_Exercise details_
Go over the listing that follows and work out how many lines have the string "iron"; reply with the number by itself.

_Excerpted data_
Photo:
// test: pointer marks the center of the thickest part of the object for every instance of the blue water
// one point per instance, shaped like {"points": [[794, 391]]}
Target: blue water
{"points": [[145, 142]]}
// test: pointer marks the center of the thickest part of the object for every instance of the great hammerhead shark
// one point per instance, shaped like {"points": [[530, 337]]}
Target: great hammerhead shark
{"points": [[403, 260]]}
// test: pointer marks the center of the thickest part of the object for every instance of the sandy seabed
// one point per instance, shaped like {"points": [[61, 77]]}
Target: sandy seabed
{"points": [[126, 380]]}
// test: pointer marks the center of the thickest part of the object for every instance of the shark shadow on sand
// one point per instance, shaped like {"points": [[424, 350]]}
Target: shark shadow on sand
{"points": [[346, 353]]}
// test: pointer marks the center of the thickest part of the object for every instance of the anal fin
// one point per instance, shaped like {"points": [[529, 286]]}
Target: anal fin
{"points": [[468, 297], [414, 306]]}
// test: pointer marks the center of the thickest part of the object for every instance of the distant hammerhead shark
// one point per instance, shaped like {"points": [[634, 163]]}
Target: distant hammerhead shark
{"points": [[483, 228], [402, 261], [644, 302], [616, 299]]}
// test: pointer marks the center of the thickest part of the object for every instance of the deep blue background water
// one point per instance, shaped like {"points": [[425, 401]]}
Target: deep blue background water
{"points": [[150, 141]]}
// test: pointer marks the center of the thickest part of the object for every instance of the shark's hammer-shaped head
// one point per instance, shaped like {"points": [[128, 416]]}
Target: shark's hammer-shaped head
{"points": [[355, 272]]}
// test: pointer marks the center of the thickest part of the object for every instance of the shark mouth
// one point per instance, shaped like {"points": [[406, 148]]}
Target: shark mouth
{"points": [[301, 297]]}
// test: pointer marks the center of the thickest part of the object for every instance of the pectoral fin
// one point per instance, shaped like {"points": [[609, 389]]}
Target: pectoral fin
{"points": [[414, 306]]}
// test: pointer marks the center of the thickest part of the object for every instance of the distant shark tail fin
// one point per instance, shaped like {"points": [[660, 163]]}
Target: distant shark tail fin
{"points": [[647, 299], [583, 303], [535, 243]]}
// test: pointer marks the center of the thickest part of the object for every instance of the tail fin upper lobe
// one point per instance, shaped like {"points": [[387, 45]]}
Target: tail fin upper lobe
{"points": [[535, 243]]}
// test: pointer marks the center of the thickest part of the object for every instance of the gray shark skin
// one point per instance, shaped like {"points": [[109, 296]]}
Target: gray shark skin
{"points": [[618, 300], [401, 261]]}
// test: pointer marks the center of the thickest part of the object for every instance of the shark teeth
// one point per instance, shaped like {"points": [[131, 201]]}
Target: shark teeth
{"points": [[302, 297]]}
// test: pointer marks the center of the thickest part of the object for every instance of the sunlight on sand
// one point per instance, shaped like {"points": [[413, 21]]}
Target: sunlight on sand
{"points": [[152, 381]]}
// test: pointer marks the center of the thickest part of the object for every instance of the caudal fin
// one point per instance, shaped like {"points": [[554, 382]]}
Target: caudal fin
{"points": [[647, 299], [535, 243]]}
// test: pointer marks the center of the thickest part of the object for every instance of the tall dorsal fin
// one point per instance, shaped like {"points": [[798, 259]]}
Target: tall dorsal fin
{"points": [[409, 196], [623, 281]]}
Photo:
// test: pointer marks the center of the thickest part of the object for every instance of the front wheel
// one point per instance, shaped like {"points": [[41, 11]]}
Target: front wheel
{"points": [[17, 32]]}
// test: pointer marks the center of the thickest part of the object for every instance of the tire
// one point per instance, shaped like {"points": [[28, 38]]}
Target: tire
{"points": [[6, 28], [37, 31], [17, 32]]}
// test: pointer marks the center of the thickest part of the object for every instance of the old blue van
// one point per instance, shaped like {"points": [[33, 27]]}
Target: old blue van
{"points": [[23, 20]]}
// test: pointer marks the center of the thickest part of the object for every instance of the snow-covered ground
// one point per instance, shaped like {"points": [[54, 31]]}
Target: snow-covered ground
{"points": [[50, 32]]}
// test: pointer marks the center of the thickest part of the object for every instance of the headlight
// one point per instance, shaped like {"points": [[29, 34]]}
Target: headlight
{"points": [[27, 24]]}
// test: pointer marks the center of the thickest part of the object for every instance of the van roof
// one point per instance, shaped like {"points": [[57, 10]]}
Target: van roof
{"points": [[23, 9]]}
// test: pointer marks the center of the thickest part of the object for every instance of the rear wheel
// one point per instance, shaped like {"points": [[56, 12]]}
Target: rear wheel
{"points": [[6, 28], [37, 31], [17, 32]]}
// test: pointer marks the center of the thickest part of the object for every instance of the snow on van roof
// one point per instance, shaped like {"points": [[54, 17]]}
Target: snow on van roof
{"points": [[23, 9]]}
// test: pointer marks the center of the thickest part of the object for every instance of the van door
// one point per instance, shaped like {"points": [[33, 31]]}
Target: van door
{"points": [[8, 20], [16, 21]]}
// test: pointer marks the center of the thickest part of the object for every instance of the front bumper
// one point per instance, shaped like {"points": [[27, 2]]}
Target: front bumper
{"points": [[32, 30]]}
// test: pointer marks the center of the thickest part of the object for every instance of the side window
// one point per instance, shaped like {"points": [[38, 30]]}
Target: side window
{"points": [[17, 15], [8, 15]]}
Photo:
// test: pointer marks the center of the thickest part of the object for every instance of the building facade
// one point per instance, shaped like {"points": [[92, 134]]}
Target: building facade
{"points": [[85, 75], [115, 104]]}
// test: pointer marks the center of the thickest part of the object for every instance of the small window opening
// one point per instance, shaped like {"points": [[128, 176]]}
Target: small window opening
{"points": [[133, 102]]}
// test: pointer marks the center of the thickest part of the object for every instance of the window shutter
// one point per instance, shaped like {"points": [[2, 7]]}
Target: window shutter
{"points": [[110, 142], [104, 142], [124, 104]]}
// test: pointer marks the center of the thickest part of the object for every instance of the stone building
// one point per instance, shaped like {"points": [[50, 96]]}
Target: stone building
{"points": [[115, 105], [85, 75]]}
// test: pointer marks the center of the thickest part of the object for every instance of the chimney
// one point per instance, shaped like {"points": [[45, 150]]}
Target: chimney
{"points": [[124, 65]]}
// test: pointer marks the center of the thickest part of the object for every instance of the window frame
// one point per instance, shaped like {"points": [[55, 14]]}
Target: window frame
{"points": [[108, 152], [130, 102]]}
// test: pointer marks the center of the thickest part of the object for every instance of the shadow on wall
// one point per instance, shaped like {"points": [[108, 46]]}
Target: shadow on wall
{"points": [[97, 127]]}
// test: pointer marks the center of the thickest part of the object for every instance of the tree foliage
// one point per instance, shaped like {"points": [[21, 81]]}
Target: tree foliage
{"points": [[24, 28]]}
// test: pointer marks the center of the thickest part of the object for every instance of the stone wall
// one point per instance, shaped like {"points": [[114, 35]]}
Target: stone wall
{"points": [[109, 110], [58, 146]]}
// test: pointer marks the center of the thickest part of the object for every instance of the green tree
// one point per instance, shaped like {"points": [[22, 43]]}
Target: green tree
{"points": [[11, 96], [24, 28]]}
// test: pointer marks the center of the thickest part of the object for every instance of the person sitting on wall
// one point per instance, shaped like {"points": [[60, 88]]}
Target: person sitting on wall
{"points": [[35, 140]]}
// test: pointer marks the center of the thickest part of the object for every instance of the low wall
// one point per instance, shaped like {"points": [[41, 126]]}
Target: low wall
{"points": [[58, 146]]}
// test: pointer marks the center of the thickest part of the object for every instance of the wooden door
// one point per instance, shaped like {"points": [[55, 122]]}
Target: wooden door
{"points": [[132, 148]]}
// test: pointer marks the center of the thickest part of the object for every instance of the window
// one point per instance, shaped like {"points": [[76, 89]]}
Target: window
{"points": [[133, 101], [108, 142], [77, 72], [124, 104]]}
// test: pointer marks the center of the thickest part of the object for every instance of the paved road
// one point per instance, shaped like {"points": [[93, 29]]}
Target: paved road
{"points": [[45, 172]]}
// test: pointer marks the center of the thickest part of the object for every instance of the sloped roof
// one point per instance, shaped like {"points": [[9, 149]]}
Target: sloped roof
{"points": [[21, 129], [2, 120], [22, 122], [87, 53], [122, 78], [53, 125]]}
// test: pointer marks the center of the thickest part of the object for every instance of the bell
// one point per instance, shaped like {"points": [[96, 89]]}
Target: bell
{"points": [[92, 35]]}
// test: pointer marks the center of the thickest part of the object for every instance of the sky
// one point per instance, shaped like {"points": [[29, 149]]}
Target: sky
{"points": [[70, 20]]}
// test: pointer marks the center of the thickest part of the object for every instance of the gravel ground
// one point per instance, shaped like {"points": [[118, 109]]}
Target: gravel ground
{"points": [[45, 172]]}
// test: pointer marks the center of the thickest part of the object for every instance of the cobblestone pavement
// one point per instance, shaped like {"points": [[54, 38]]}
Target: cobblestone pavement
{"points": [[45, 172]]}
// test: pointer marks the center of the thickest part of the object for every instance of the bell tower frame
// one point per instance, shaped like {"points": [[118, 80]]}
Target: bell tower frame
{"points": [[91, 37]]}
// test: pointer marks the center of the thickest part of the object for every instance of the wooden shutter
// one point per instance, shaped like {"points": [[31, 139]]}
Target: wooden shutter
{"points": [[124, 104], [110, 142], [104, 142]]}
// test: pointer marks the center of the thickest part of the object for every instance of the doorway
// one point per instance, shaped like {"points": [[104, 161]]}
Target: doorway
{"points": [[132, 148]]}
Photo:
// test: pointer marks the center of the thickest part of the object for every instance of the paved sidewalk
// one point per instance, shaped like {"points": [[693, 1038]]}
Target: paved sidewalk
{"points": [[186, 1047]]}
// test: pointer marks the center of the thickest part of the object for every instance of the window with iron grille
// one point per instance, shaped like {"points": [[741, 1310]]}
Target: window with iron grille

_Solution to the exercise_
2